__WORK TO BE COMPLETED__.
Each entry below is to be extracted exactly.

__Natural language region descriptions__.

════

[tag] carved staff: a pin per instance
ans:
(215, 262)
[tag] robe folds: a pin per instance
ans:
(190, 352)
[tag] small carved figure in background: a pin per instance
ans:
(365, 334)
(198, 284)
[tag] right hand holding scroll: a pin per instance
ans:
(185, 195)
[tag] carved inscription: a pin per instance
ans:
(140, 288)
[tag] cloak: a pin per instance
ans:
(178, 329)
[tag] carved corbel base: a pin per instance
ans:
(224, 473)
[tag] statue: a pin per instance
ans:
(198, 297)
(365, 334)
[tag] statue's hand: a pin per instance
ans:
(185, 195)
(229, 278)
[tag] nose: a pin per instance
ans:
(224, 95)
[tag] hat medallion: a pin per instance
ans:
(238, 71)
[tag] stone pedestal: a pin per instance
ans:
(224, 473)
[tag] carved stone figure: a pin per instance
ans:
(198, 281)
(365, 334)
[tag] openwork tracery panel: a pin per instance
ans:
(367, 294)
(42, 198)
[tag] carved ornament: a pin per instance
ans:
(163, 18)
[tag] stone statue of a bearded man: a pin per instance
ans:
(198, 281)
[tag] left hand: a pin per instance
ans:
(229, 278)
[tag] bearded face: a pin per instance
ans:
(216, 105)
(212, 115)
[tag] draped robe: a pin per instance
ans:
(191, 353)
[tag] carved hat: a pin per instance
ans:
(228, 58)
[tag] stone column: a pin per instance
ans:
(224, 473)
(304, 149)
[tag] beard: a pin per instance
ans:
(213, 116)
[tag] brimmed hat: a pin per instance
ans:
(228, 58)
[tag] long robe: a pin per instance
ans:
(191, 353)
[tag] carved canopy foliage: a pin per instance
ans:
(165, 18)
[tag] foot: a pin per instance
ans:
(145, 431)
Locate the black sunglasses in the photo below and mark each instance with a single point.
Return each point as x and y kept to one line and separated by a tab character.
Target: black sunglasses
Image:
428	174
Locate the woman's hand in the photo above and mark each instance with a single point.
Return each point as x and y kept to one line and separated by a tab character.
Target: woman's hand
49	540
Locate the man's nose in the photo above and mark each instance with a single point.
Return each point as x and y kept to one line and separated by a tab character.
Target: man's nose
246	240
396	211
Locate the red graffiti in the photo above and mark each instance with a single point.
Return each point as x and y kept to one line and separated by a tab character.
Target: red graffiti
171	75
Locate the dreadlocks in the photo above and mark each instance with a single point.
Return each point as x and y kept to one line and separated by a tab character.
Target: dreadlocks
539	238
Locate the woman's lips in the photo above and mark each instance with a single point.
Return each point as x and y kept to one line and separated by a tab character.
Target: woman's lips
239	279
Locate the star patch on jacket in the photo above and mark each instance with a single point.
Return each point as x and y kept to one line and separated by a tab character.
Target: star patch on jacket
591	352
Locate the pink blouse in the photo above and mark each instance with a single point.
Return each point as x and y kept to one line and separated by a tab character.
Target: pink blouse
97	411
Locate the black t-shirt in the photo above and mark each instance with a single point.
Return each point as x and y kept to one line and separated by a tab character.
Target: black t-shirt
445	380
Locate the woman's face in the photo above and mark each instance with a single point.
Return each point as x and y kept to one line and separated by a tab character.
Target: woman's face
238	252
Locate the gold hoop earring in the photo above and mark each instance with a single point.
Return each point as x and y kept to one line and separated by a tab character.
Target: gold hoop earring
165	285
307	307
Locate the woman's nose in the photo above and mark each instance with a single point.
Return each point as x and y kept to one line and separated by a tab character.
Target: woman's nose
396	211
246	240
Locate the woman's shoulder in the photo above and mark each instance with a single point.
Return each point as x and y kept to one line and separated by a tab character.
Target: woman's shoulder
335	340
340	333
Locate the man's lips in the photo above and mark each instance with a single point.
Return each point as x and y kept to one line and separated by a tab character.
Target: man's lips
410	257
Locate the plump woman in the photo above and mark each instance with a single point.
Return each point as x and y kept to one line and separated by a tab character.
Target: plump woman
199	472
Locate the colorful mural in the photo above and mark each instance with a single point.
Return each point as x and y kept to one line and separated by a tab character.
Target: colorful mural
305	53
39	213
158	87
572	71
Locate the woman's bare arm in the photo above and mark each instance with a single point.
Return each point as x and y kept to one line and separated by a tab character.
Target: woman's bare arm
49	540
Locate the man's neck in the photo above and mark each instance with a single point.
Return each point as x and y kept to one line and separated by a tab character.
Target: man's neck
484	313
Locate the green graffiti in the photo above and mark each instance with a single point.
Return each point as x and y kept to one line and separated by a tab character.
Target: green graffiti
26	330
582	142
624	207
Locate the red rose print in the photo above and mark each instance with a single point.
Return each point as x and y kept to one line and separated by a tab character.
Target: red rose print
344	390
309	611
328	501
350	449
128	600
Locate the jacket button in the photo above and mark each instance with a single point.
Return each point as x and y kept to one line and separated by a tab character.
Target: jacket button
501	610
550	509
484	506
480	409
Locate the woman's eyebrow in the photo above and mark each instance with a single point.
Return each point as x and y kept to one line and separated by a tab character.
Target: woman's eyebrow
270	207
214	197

════

__SOLVED EXERCISE__.
[tag] carved staff: a pin per instance
ans:
(215, 262)
[tag] robe folds: a pin per instance
ans:
(190, 352)
[tag] small carved figure in background: a pin per instance
ans:
(365, 334)
(198, 284)
[tag] right hand holding scroll: a pin per instance
ans:
(185, 195)
[tag] carved inscription: a pin per instance
ans:
(140, 288)
[tag] cloak: a pin per instance
ans:
(178, 329)
[tag] carved corbel base: a pin per instance
ans:
(224, 473)
[tag] statue: a pin per instance
ans:
(198, 297)
(365, 334)
[tag] statue's hand: a pin per instance
ans:
(185, 195)
(229, 278)
[tag] nose: a pin per instance
ans:
(224, 95)
[tag] hat medallion: a pin per instance
ans:
(238, 71)
[tag] stone pedestal: a pin per instance
ans:
(224, 473)
[tag] carved stone figure: a pin per instance
ans:
(198, 281)
(365, 334)
[tag] openwork tracery panel: a pin per instance
ans:
(367, 294)
(42, 198)
[tag] carved ornament: a pin per instance
ans:
(163, 18)
[tag] stone statue of a bearded man: a pin per instance
ans:
(198, 281)
[tag] left hand: a pin per instance
ans:
(229, 278)
[tag] bearded face: a pin per instance
ans:
(216, 105)
(212, 115)
[tag] draped robe: a pin per instance
ans:
(191, 353)
[tag] carved hat: a pin per instance
ans:
(228, 58)
[tag] stone column: a pin per instance
ans:
(224, 473)
(304, 149)
[tag] beard: a pin per instance
ans:
(213, 116)
[tag] brimmed hat: a pin per instance
ans:
(228, 58)
[tag] long robe: a pin per instance
ans:
(191, 353)
[tag] carved canopy foliage: a pin per instance
ans:
(165, 18)
[tag] foot: a pin per instance
ans:
(145, 431)
Locate the black sunglasses in the photo below and mark each instance with a single point.
Return each point as x and y kept to one line and separated by a tab character.
Target: black sunglasses
Image:
428	174
Locate the woman's hand in the photo above and mark each instance with a single point.
Return each point as x and y kept to one line and separated by a tab character.
Target: woman's hand
49	540
Locate the man's nose in the photo above and mark each instance with a single point.
Return each point as x and y kept to one line and separated by a tab character.
Target: man's nose
246	240
396	211
Locate the red graffiti in the photo above and mark each instance with a single point.
Return each point as x and y kept to one line and separated by a tab character.
Target: red graffiti
171	75
Locate the dreadlocks in the photo above and mark each instance with a single point.
Return each point as x and y kept to one line and separated by a tab character.
Target: dreadlocks
539	238
Locate the woman's lips in the photo above and mark each instance with a single point.
Return each point as x and y kept to one line and separated by a tab character.
Target: woman's lips
239	279
Locate the star patch on jacket in the photo above and mark each instance with a single point.
Return each point as x and y kept to one line and separated by a tab character.
Target: star patch on jacket
591	352
Locate the pink blouse in the photo above and mark each instance with a single point.
Return each point as x and y kept to one line and separated by a tab character.
Target: pink blouse
97	411
Locate the black t-shirt in the photo above and mark each instance with a single point.
Return each point as x and y kept to one line and separated by a tab character.
Target: black t-shirt
445	380
Locate the woman's face in the photo above and mark each instance with a single point.
Return each point as x and y kept to one line and separated by a tab character.
Target: woman's face
238	252
Locate the gold hoop earring in the photo above and mark each instance with a single point.
Return each point as x and y kept to one line and separated by a tab character.
Target: gold hoop earring
165	285
307	307
Locate the woman's nose in the photo above and mark each instance with a single point.
Return each point as x and y kept to one line and separated by a tab character.
Target: woman's nose
396	211
246	240
Locate the woman's shoulder in the photo above and mark each instance with a single point.
Return each point as x and y kept to one line and separated by a tab character.
Target: woman's shoulder
335	340
340	333
Locate the man's lips in the photo above and mark each instance with a single point.
Return each point as x and y kept to one line and separated by a tab character.
Target: man's lips
410	257
Locate the plump woman in the photo above and mark each instance with a single point.
Return each point as x and y kept to one line and separated by a tab character.
Target: plump woman
199	472
Locate the colorful mural in the photo above and mark each instance with a single point.
Return each point as x and y kept to one line and separated by a tab character.
Target: colorful mural
305	53
39	213
158	87
572	71
Locate the woman's bare arm in the photo above and mark each instance with a single point.
Return each point as x and y kept to one line and separated by a tab character.
Target: woman's bare arm
49	540
Locate the man's neck in the photo above and mark each instance with a single point.
Return each point as x and y kept to one line and separated by a tab character.
Target: man's neck
484	313
Locate the green graffiti in the photo above and mark each instance with a single point.
Return each point as x and y kept to one line and separated by a tab character.
Target: green graffiti
26	330
582	142
624	207
Locate the red rose print in the photo above and mark each instance with a single point.
Return each point as x and y kept to one line and separated by a tab character.
Target: red rose print
344	390
309	611
328	501
350	449
128	600
Locate the jacket button in the photo above and mark each instance with a single point.
Return each point as x and y kept to one line and separated by a tab character.
Target: jacket button
501	610
550	509
484	506
480	409
Locate the woman's eyebrow in the photo above and mark each instance with a single point.
Return each point as x and y kept to one line and separated by a tab character.
Target: woman's eyebrow
270	207
214	197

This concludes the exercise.